### Given problem a
In the essay below about the week before a big Alaska trip, copy the passage starting at "Then morning comes, with" and ending at "big, cold world.".

This has become my least favorite week of the year — the week before we embark on our annual "big trip" in Alaska, whatever that may be. It's the week that encompasses the largest percentage of tedious packing, useless fretting, obsessive weather-checking, last-minute gear changes, and hefty helpings of moodiness. It's the week of spooning peanut butter into plastic baggies and packaging high-calorie trail mixes until I'm sick of everything— even though I haven't eaten any of it. It's the week of hoisting heavy boxes to the post office, quietly almost hoping I never see them again. I lay in bed at night and think, "this is one of my last nights in a warm bed for a while; I should enjoy this," but instead stare blankly at the ceiling, looping through mental checklists that would drive me mad if they weren't broken by bolts of dread.
Then morning comes, with rich California sunlight saturating another 65-degree day, and I've lost all interest in going outside. I tell myself I'm tapering, but really what I want to do is curl up in my 50-below sleeping bag on the floor of my apartment and close my eyes until this week goes away. Nervousness ferments in my stomach like bad vinegar, and I choke up at strange times. Today, after reaching into a drawer to grab socks, I randomly fished out a fuzzy pair that my mom sent to me while I was recovering from frostbite seven years ago. The emotion well burst open and I started to tear up over ... what? Warm socks? I want my mommy? There really was no reason, but I settled on pre-emptive yearning over the comforts we all must leave behind whenever we step out into the big, cold world.
On Saturday I loaded up my bike for what I figured would be the last shakedown ride. We hit the trails at Fremont Older, which this time of year are a strange combination of sticky, horse-stomped mud, gravel, and concrete-hard clay. As the bike bounced along, its strap-mounted front rack — which Beat planned to reinforce with epoxy but hadn't yet — slowly slipped downward. This was all happening beneath an enormous red bundle, and I didn't realize anything was amiss until I was descending the Seven Springs trail at high speed, where the rack nudged that millimeter too far and slammed into the front tire. The wheel stopped dead and the bike spun into a full cartwheel, pile-driving my body into the trail. It was one of those instances where I felt the G-force and saw the wall of dirt rapidly approaching my face, and had that split second to think that one thought that is always, "This will hurt a lot." At the very last millisecond I must have tucked, because I landed on my right shoulder, felt the bike drive into my right leg, and ended up on my back with the bike more or less on top of me. The impact knocked the wind out of me, and I laid there for a few seconds gasping until I could see something besides streaks of white on black.

### Given problem b
Rewrite the records below starting at the line that contains "Report one point per instance of the wooden" and ending at the line that contains "[(1313, 708)]", keeping every line including the requests, but with 94 added to each number in the answer coordinates.

Excerpts from a pointing dataset
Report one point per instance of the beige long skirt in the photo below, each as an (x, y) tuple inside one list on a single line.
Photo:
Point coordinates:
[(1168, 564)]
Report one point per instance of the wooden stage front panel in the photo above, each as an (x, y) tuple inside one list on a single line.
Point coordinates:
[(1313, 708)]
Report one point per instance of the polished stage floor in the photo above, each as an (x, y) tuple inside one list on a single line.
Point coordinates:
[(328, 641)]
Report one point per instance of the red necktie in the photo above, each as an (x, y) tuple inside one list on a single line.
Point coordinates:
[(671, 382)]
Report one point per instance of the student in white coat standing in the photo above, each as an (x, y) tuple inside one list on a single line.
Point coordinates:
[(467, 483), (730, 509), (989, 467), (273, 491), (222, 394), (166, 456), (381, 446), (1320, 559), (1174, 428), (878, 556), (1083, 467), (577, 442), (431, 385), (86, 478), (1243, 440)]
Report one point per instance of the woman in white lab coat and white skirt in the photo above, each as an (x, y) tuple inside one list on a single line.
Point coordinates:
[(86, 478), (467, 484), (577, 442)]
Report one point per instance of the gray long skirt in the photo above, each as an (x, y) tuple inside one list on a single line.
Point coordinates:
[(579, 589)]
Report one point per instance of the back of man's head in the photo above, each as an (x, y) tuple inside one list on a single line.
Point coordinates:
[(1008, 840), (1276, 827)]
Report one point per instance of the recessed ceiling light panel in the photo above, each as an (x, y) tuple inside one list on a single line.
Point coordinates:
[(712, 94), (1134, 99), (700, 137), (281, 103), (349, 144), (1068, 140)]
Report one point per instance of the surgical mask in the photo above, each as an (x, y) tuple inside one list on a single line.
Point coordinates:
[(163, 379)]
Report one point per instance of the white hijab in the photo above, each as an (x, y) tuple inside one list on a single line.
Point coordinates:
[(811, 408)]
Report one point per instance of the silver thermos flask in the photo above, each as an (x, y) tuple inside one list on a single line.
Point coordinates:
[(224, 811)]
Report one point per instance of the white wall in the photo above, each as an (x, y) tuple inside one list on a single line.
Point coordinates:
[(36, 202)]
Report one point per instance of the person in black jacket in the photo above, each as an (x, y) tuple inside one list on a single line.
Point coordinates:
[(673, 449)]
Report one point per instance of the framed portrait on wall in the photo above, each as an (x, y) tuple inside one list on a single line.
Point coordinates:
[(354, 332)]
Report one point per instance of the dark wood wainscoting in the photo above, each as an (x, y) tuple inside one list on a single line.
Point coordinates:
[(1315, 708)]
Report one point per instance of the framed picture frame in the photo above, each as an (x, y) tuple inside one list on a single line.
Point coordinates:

### Result a
Then morning comes, with rich California sunlight saturating another 65-degree day, and I've lost all interest in going outside. I tell myself I'm tapering, but really what I want to do is curl up in my 50-below sleeping bag on the floor of my apartment and close my eyes until this week goes away. Nervousness ferments in my stomach like bad vinegar, and I choke up at strange times. Today, after reaching into a drawer to grab socks, I randomly fished out a fuzzy pair that my mom sent to me while I was recovering from frostbite seven years ago. The emotion well burst open and I started to tear up over ... what? Warm socks? I want my mommy? There really was no reason, but I settled on pre-emptive yearning over the comforts we all must leave behind whenever we step out into the big, cold world.

### Result b
Report one point per instance of the wooden stage front panel in the photo above, each as an (x, y) tuple inside one list on a single line.
Point coordinates:
[(1407, 802)]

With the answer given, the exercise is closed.